Wednesday, December 8, 2021

Monetary policy committee: RBI holds key rates to boost recovery

 Repo rate unchanged at 4% and reverse repo at 3.35%


The Reserve Bank of India (RBI) on Wednesday kept its key policy repo rate and “accommodative” stance unchanged and said it would lean more on the variable rate than its traditional fixed-rate liquidity absorption facility to drain out excess liquidity from the banking system.

Many economists saw it as a stealth reverse rate hike, even as the central bank kept its reverse repo rate untouched at 3.35 percent.

However, by activating most of the money absorption through the 14-day variable reverse repo rate (VRRR) window, complemented by the 28-day reverse repo, the traditional fixed-rate reverse repo tool is practically redundant now, economists said.

The RBI used the VRRR tool to remove Rs 6 trillion from the banking system by December 3. Now, this will be enhanced to absorb Rs 6.5 trillion on December 17; and further to Rs 7.5 trillion on December 31.

Given entries ▸
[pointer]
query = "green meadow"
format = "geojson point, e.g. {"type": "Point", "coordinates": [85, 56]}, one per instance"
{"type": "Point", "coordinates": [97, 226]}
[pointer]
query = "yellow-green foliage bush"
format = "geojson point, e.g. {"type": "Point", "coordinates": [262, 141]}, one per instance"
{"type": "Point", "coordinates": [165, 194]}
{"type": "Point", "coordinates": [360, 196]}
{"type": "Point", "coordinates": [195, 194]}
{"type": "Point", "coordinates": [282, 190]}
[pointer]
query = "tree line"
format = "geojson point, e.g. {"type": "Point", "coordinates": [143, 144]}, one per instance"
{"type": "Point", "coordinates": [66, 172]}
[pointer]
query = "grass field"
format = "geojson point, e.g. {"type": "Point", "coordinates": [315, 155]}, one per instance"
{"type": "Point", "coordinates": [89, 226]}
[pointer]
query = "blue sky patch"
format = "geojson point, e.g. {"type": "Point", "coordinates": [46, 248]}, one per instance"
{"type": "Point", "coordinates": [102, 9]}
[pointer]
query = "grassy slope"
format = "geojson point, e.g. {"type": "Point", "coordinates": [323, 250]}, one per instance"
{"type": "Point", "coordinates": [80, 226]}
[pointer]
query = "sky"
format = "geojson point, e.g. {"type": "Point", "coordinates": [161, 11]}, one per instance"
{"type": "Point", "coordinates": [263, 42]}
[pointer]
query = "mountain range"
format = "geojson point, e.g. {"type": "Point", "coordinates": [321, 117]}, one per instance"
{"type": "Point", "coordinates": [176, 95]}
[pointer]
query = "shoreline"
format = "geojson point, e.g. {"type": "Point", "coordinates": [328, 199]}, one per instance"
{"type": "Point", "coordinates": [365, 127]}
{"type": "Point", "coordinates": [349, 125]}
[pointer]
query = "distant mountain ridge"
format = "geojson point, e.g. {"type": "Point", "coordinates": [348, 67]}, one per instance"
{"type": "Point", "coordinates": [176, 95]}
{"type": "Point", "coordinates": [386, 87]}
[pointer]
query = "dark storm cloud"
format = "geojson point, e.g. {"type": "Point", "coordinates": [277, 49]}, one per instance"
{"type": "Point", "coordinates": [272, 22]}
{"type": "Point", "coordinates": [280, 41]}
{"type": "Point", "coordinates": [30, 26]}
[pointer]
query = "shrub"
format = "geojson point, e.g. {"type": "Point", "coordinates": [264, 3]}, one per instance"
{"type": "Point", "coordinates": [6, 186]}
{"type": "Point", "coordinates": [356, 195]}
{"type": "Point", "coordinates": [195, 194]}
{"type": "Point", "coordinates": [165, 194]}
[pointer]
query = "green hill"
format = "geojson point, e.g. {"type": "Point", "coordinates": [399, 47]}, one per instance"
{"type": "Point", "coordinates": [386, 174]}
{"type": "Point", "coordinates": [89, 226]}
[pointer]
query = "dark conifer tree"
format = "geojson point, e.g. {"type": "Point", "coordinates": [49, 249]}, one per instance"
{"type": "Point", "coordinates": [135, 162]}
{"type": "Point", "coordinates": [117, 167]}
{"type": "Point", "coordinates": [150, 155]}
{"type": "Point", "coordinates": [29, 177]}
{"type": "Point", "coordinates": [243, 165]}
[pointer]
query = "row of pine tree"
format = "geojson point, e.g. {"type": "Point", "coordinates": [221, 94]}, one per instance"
* * *
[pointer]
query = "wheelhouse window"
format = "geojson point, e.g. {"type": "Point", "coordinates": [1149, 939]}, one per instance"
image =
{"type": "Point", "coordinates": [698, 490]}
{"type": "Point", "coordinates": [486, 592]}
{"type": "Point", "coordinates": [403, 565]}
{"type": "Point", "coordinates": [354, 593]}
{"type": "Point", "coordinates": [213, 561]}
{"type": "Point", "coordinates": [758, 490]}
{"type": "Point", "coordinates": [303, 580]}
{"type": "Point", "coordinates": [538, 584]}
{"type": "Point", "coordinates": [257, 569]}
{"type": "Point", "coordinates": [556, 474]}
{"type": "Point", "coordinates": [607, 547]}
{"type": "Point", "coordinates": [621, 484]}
...
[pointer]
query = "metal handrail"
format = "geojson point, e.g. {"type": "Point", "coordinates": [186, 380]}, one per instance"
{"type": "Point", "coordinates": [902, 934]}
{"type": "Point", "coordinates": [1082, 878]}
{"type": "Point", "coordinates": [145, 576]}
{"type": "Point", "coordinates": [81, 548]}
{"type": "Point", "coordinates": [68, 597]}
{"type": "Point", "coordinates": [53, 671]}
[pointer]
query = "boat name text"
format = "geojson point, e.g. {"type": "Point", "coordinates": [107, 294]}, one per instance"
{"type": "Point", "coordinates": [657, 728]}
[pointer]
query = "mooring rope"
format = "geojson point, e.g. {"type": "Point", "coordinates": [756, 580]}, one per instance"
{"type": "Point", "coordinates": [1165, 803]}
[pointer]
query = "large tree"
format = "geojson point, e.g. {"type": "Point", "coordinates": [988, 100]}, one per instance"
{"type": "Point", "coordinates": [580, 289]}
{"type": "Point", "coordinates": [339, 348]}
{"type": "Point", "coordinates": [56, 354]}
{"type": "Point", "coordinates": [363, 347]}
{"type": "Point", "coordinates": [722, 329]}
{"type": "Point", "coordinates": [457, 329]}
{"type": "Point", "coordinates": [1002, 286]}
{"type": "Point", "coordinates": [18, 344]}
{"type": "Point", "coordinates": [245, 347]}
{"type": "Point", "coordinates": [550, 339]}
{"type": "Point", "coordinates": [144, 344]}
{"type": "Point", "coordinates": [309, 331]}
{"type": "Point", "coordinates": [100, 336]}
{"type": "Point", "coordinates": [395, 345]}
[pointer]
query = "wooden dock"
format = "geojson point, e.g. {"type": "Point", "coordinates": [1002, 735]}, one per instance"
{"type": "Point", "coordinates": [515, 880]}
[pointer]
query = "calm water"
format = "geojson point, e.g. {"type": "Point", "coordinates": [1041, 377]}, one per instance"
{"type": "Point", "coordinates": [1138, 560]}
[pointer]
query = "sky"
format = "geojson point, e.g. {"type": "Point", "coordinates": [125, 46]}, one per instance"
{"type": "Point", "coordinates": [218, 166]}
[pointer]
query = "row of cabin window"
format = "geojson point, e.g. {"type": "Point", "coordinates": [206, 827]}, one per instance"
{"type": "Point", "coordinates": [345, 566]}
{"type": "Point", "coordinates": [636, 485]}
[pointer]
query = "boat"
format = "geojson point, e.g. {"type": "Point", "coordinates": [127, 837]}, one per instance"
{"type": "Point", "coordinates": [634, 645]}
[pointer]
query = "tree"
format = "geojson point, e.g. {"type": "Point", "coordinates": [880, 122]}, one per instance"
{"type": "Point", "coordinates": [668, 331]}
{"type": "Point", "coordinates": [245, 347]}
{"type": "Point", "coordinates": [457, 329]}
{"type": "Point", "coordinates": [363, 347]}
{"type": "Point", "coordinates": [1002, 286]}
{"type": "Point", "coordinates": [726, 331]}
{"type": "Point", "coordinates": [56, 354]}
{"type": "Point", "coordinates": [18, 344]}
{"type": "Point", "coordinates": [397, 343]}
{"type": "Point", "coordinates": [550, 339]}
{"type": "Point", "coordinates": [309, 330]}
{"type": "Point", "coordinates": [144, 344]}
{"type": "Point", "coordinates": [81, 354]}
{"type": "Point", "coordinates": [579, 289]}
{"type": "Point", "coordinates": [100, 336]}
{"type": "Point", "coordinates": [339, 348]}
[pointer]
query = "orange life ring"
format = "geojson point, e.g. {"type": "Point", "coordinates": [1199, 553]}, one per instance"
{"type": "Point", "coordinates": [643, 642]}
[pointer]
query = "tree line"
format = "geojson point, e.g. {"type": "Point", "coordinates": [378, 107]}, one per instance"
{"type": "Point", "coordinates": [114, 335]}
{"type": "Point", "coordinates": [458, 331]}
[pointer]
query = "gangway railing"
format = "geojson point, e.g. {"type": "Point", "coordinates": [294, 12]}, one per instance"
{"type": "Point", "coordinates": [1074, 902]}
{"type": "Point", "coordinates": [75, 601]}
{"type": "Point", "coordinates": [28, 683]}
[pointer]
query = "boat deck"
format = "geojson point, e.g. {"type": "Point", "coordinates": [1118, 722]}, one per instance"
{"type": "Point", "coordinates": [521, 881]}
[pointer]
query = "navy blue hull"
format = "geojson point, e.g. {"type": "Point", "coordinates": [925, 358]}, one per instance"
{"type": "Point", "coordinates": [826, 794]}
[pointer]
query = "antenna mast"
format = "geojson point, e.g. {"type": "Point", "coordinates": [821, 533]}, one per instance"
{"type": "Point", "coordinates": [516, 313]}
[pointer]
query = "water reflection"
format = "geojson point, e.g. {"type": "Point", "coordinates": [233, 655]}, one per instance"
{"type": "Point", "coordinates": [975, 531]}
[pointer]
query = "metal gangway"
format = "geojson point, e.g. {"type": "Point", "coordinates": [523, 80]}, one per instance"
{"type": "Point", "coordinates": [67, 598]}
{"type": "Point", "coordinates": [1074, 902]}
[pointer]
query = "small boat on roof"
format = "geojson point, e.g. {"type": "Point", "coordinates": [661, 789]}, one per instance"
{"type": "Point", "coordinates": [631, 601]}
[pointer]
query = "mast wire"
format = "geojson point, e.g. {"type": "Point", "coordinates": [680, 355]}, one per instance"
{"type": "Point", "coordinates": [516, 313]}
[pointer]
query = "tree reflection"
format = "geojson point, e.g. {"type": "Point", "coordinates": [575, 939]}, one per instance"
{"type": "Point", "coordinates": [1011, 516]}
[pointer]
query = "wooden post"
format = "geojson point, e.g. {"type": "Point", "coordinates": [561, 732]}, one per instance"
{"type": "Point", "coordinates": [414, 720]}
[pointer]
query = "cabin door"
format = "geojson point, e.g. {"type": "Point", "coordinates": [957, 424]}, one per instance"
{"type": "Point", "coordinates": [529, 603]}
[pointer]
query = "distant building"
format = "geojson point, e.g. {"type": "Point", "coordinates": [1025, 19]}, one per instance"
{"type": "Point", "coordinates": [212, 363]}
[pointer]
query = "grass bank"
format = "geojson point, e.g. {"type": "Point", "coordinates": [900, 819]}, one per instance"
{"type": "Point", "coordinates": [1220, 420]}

Tasks to perform ▸
1. In the RBI article, at what level did the central bank keep its reverse repo rate?
2. Carry on writing the RBI article from the point where it stops.
The listing has no connection to the RBI article.

Answers for the exercise ▸
1. 3.35 percent

2.
“Consequently, from January 2022 onwards, liquidity absorption will be undertaken mainly through the auction route,” RBI Governor Shaktikanta Das said in his streamed policy statement.

This may push up short-term rates in the system from January, economists said.

Following the last policy of this calendar year, the repo rate remained at 4 percent, the reverse repo rate at 3.35 percent, and the stance “accommodative”. But the RBI tweaked the marginal standing facility (MSF), which banks use for liquidity support during emergencies, to allow borrowing up to 2 percent of the deposit base from 3 percent allowed during the pandemic days. The monetary policy committee (MPC) members voted to maintain the repo rate, but external member Jayanth Varma continued to vote against the stance.